● Task statement
Extract every row below word for word, leaving the pictures out of your answer.

● Dataset content
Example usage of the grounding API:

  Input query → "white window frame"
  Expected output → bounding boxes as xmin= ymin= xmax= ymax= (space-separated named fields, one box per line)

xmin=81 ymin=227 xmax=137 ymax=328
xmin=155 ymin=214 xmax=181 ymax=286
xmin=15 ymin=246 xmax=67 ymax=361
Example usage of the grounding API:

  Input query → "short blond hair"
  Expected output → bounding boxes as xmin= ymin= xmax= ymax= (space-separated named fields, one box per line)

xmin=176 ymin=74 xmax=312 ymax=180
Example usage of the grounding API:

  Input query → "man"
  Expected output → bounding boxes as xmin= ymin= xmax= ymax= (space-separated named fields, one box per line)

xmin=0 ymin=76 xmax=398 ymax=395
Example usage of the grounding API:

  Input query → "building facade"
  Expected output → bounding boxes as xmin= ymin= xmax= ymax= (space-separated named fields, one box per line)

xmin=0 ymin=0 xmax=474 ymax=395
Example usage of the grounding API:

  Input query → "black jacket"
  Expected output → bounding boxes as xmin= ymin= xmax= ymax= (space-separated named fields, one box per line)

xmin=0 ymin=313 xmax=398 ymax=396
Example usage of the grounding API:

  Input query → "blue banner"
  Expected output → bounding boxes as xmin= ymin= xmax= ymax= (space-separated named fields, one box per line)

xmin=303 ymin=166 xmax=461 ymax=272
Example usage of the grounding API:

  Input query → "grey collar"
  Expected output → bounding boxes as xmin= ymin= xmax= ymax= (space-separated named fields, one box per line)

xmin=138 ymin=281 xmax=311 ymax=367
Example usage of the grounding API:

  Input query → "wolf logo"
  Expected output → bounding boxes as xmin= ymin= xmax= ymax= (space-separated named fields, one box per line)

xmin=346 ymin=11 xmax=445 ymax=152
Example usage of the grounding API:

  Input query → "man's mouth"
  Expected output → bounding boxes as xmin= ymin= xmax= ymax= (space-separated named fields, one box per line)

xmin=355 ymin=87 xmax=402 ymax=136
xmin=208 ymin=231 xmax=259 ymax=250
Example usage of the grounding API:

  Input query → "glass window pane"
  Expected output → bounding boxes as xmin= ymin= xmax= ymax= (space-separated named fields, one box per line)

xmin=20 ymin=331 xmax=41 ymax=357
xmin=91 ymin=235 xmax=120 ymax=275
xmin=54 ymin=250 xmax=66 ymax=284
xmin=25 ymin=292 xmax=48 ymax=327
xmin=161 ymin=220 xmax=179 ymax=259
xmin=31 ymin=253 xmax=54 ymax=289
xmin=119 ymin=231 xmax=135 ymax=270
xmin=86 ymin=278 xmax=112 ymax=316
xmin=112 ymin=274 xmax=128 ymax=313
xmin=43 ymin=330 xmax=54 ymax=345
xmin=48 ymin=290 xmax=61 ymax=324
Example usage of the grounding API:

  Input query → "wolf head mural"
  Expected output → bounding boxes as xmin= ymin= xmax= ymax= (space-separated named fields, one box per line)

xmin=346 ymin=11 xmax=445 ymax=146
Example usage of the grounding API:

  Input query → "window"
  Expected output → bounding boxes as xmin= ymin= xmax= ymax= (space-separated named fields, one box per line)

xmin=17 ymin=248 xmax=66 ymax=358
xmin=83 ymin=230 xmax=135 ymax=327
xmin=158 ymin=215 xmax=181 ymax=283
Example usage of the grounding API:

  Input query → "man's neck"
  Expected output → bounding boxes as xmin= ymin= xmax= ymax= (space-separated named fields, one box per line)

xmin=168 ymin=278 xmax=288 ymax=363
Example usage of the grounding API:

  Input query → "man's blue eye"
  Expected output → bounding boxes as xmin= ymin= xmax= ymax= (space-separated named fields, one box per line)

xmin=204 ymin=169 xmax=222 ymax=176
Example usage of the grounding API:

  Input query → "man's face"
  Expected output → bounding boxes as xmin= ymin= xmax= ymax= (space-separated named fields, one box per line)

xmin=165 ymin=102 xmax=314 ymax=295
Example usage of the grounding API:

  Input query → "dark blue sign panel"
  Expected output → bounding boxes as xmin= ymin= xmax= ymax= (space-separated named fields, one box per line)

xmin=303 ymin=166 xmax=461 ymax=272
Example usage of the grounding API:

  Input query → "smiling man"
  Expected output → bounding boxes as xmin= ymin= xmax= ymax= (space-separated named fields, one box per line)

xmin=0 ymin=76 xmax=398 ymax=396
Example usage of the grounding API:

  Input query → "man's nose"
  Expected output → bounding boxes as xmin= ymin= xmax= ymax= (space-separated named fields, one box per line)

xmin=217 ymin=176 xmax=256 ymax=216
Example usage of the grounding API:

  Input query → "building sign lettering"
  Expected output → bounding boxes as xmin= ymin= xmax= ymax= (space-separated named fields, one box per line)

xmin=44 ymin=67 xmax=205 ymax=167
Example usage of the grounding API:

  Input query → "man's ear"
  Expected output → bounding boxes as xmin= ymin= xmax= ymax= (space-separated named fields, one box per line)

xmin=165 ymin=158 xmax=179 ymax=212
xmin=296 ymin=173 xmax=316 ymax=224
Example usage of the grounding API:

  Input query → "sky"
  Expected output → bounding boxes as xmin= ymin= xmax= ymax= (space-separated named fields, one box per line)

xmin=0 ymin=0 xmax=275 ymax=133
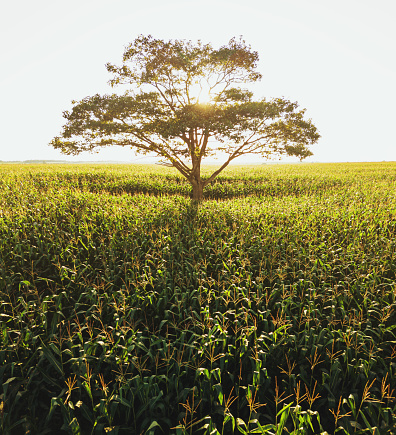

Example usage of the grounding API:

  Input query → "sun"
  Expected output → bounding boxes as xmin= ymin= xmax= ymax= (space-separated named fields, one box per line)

xmin=189 ymin=83 xmax=213 ymax=104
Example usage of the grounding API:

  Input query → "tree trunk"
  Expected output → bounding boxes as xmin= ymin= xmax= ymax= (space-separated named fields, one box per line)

xmin=191 ymin=180 xmax=203 ymax=201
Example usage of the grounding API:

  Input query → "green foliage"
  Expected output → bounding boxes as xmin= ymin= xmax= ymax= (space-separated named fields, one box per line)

xmin=51 ymin=36 xmax=320 ymax=200
xmin=0 ymin=163 xmax=396 ymax=435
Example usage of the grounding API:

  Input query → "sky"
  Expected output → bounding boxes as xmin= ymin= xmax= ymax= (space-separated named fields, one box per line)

xmin=0 ymin=0 xmax=396 ymax=163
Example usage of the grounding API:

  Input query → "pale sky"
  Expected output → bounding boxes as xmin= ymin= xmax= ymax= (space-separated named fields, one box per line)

xmin=0 ymin=0 xmax=396 ymax=163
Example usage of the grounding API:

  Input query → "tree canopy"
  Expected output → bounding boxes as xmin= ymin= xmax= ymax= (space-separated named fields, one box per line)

xmin=51 ymin=35 xmax=320 ymax=200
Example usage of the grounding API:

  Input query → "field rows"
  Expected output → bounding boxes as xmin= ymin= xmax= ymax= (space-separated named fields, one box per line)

xmin=0 ymin=163 xmax=396 ymax=434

● Task output
Example usage of the grounding API:

  Input query → "white window frame"
  Expected output → bounding boxes as xmin= ymin= xmax= ymax= (space-separated named fields, one box per line)

xmin=81 ymin=227 xmax=137 ymax=328
xmin=155 ymin=214 xmax=181 ymax=286
xmin=15 ymin=246 xmax=67 ymax=361
Example usage of the grounding API:

  Input query → "short blond hair"
  Expected output → bounding boxes as xmin= ymin= xmax= ymax= (space-separated named fields, one box per line)

xmin=176 ymin=74 xmax=312 ymax=180
Example usage of the grounding API:

  Input query → "man"
  Expected output → bounding boxes as xmin= ymin= xmax= ymax= (space-separated named fields, one box per line)

xmin=0 ymin=76 xmax=398 ymax=395
Example usage of the grounding API:

  Input query → "building facade"
  Expected output → bounding boxes as xmin= ymin= xmax= ymax= (space-separated named fields, one box per line)

xmin=0 ymin=0 xmax=474 ymax=395
Example usage of the grounding API:

  Input query → "black jacket"
  Expected output → bounding boxes as xmin= ymin= xmax= ymax= (space-separated named fields, one box per line)

xmin=0 ymin=313 xmax=398 ymax=396
Example usage of the grounding API:

  Input query → "blue banner"
  Expected output → bounding boxes as xmin= ymin= xmax= ymax= (space-separated named fields, one box per line)

xmin=303 ymin=166 xmax=461 ymax=272
Example usage of the grounding API:

  Input query → "grey collar"
  Expected output → bounding boxes as xmin= ymin= xmax= ymax= (space-separated named fields, one box per line)

xmin=138 ymin=281 xmax=311 ymax=367
Example usage of the grounding API:

  Input query → "wolf logo"
  Expected output → bounding boxes as xmin= ymin= xmax= ymax= (space-separated named fields, one box per line)

xmin=346 ymin=11 xmax=445 ymax=152
Example usage of the grounding API:

  Input query → "man's mouth"
  Expected output → bounding boxes as xmin= ymin= xmax= ymax= (space-separated named fields, one box per line)

xmin=355 ymin=87 xmax=402 ymax=136
xmin=208 ymin=231 xmax=259 ymax=250
Example usage of the grounding API:

  Input query → "glass window pane"
  Expected output → bounding boxes as xmin= ymin= xmax= ymax= (space-separated named fields, one box per line)

xmin=20 ymin=331 xmax=41 ymax=357
xmin=91 ymin=235 xmax=120 ymax=275
xmin=54 ymin=250 xmax=66 ymax=284
xmin=25 ymin=292 xmax=48 ymax=327
xmin=161 ymin=220 xmax=179 ymax=259
xmin=31 ymin=253 xmax=54 ymax=289
xmin=119 ymin=231 xmax=135 ymax=270
xmin=86 ymin=278 xmax=112 ymax=316
xmin=112 ymin=274 xmax=128 ymax=313
xmin=43 ymin=330 xmax=54 ymax=345
xmin=48 ymin=290 xmax=61 ymax=324
Example usage of the grounding API:

  Input query → "wolf head mural"
  Expected output → bounding boxes as xmin= ymin= xmax= ymax= (space-separated named fields, one box per line)

xmin=346 ymin=11 xmax=445 ymax=146
Example usage of the grounding API:

  Input query → "window"
  Expected output → bounding boxes as xmin= ymin= xmax= ymax= (space-separated named fields, one box per line)

xmin=17 ymin=248 xmax=66 ymax=358
xmin=83 ymin=230 xmax=135 ymax=327
xmin=158 ymin=215 xmax=181 ymax=283
Example usage of the grounding API:

  Input query → "man's neck"
  Expected output → bounding boxes as xmin= ymin= xmax= ymax= (space-separated named fields, one box per line)

xmin=168 ymin=278 xmax=288 ymax=363
Example usage of the grounding API:

  Input query → "man's blue eye"
  Expected output → bounding boxes as xmin= ymin= xmax= ymax= (space-separated named fields, one box per line)

xmin=204 ymin=169 xmax=222 ymax=176
Example usage of the grounding API:

  Input query → "man's face"
  Expected output → bounding boxes as xmin= ymin= xmax= ymax= (space-separated named fields, one box per line)

xmin=165 ymin=102 xmax=314 ymax=295
Example usage of the grounding API:

  Input query → "dark blue sign panel"
  Expected output → bounding boxes as xmin= ymin= xmax= ymax= (space-separated named fields, one box per line)

xmin=303 ymin=166 xmax=461 ymax=272
Example usage of the grounding API:

  Input query → "smiling man"
  Expected output → bounding boxes as xmin= ymin= xmax= ymax= (space-separated named fields, one box per line)

xmin=0 ymin=76 xmax=398 ymax=396
Example usage of the grounding API:

  Input query → "man's nose"
  Expected output → bounding boxes as xmin= ymin= xmax= ymax= (space-separated named fields, one box per line)

xmin=217 ymin=176 xmax=256 ymax=216
Example usage of the grounding API:

  Input query → "building sign lettering"
  Expected output → bounding boxes as xmin= ymin= xmax= ymax= (space-separated named fields, one box per line)

xmin=44 ymin=67 xmax=205 ymax=167
Example usage of the grounding API:

  Input query → "man's ear"
  Expected output → bounding boxes as xmin= ymin= xmax= ymax= (space-separated named fields, one box per line)

xmin=165 ymin=158 xmax=179 ymax=212
xmin=296 ymin=173 xmax=316 ymax=224
Example usage of the grounding API:

  Input query → "sky"
  Expected output → bounding boxes as xmin= ymin= xmax= ymax= (space-separated named fields, one box per line)

xmin=0 ymin=0 xmax=275 ymax=133

Example usage of the grounding API:

  Input query → "sun"
  Expected output → bounding boxes as xmin= ymin= xmax= ymax= (space-separated named fields, one box per line)

xmin=189 ymin=83 xmax=213 ymax=104
Example usage of the grounding API:

  Input query → "tree trunk"
  Expected output → bounding boxes as xmin= ymin= xmax= ymax= (space-separated named fields, one box per line)

xmin=191 ymin=180 xmax=203 ymax=201
Example usage of the grounding API:

  Input query → "green foliage"
  Expected output → bounding boxes as xmin= ymin= xmax= ymax= (space-separated named fields, one box per line)

xmin=51 ymin=36 xmax=320 ymax=200
xmin=0 ymin=163 xmax=396 ymax=435
Example usage of the grounding API:

  Input query → "sky"
  Expected output → bounding boxes as xmin= ymin= xmax= ymax= (space-separated named fields, one box per line)

xmin=0 ymin=0 xmax=396 ymax=163
Example usage of the grounding API:

  Input query → "pale sky"
  Expected output → bounding boxes as xmin= ymin= xmax= ymax= (space-separated named fields, one box per line)

xmin=0 ymin=0 xmax=396 ymax=163
Example usage of the grounding API:

  Input query → "tree canopy"
  Expected output → bounding boxes as xmin= ymin= xmax= ymax= (space-separated named fields, one box per line)

xmin=51 ymin=35 xmax=320 ymax=200
Example usage of the grounding API:

  Input query → "field rows"
  Expected output → bounding boxes as xmin= ymin= xmax= ymax= (space-separated named fields, one box per line)

xmin=0 ymin=163 xmax=396 ymax=434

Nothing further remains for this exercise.